_TASK GOAL:_ Output the full listing below exactly as it reads, and skip anything that is a picture.

_EXERCISE MATERIAL:_
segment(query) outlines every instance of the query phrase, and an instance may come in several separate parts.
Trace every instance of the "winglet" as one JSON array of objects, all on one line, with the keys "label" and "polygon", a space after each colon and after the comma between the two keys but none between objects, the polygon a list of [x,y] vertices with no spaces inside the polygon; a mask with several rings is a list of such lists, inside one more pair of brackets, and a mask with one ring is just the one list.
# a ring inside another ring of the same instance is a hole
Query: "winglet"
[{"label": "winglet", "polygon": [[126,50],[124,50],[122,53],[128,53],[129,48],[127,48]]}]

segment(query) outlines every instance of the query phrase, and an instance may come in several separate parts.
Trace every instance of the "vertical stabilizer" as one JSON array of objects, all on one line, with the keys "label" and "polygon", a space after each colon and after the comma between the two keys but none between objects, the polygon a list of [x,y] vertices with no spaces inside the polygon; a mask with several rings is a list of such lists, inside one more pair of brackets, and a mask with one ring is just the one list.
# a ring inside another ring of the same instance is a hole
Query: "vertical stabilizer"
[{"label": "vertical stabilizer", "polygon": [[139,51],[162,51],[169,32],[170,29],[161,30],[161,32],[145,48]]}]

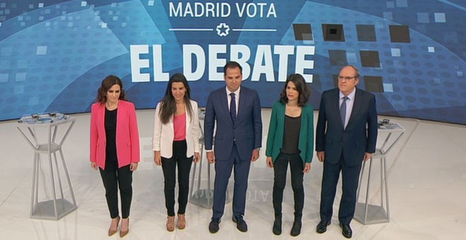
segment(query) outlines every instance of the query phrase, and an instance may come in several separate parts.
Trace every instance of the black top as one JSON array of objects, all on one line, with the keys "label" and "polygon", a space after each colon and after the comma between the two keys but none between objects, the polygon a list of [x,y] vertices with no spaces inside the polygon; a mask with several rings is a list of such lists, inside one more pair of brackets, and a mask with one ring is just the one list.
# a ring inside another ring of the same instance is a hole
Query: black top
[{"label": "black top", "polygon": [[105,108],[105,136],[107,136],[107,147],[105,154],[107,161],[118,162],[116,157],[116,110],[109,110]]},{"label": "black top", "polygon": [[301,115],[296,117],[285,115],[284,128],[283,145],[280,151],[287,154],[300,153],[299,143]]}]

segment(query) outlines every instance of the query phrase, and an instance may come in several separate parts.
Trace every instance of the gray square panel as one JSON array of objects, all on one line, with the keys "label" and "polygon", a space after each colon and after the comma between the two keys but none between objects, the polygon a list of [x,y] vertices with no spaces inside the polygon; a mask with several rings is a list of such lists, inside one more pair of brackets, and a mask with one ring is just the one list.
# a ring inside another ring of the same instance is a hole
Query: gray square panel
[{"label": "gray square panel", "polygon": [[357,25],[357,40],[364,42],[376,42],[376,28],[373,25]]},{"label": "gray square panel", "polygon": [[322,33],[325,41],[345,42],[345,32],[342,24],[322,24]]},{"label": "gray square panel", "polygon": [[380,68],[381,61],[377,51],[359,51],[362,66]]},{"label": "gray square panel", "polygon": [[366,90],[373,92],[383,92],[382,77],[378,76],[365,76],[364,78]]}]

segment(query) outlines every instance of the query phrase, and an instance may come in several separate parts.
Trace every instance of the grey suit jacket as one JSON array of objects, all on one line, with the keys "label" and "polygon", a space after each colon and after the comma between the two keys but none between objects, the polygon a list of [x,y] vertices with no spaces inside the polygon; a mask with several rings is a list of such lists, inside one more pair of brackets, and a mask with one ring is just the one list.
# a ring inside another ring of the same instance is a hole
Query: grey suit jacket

_FINISHED ANSWER:_
segment(query) outlines every instance of the query phrase, and an instance may come in several separate parts.
Trace every instance of the "winglet" as one JSON array of objects, all on one line, with the keys "label" and "polygon", a space after each colon and after the comma between the two keys but none between objects, the polygon a list of [x,y] vertices with no spaces inside the polygon; a mask with several rings is a list of such lists, inside one more pair of brackets, and a mask with one ring is just the one list.
# a ring inside another ring of the same instance is a hole
Query: "winglet"
[{"label": "winglet", "polygon": [[126,50],[124,50],[122,53],[128,53],[129,48],[127,48]]}]

segment(query) outlines every instance of the query phrase, and an instance may come in several separate parts.
Trace every instance of the "vertical stabilizer" as one JSON array of objects, all on one line, with the keys "label" and "polygon", a space after each colon and after the comma between the two keys but none between objects, the polygon a list of [x,y] vertices with no spaces inside the polygon; a mask with several rings is a list of such lists, inside one more pair of brackets, and a mask with one ring is just the one list.
# a ring inside another ring of the same instance is a hole
Query: "vertical stabilizer"
[{"label": "vertical stabilizer", "polygon": [[139,51],[162,51],[169,32],[170,29],[161,30],[161,32],[145,48]]}]

segment(query) outlines every instance of the query phrase, and an instance may come in several separate parts.
Trace every instance of the black top as one JSON array of objects, all on one line, with the keys "label" and "polygon", a space after each colon and after the comma between the two keys but none between objects, the polygon a list of [x,y] vertices with no spaces inside the polygon; a mask with several rings is a list of such lists, inside one more pair of brackets, and a mask with one ring is just the one list.
# a ring inside another ring of the same instance is a hole
Query: black top
[{"label": "black top", "polygon": [[105,108],[105,136],[107,136],[107,147],[105,154],[107,161],[118,162],[116,157],[116,110],[109,110]]},{"label": "black top", "polygon": [[301,115],[296,117],[285,115],[284,128],[283,145],[280,151],[287,154],[300,153],[299,143]]}]

segment(query) outlines every instance of the query phrase, and an instance may come in several separate parts.
Trace every instance of the gray square panel as one JSON array of objects, all on one line, with the keys "label" and "polygon", a space after each colon and after the comma between the two keys but none between objects, the polygon a list of [x,y] vertices with no spaces inside the polygon; a mask with several rings is a list of such lists, inside one more pair of brackets, and a mask with one ring is just the one list.
# a ring inside another ring of the same instance is a hole
Query: gray square panel
[{"label": "gray square panel", "polygon": [[357,25],[357,40],[364,42],[376,42],[376,28],[373,25]]},{"label": "gray square panel", "polygon": [[322,33],[325,41],[345,42],[345,32],[342,24],[322,24]]},{"label": "gray square panel", "polygon": [[380,68],[381,61],[377,51],[359,51],[362,66]]},{"label": "gray square panel", "polygon": [[366,90],[373,92],[383,92],[382,77],[378,76],[365,76],[364,78]]}]

segment(query) outlines every instance of the query phrase, and an instance may come in several separate parts.
Trace every instance of the grey suit jacket as one JSON array of objects, all on one line, with the keys "label" and "polygon", a space after each colon and after the comma between the two keys but none between objects, the polygon a list of [x,y] vertices with no spaces inside the polygon; a mask with several rings is a list of such lists, inside one more pair of brackets, and a mask with one ring is just the one list.
# a ring inside another ring of the same instance is a hole
Query: grey suit jacket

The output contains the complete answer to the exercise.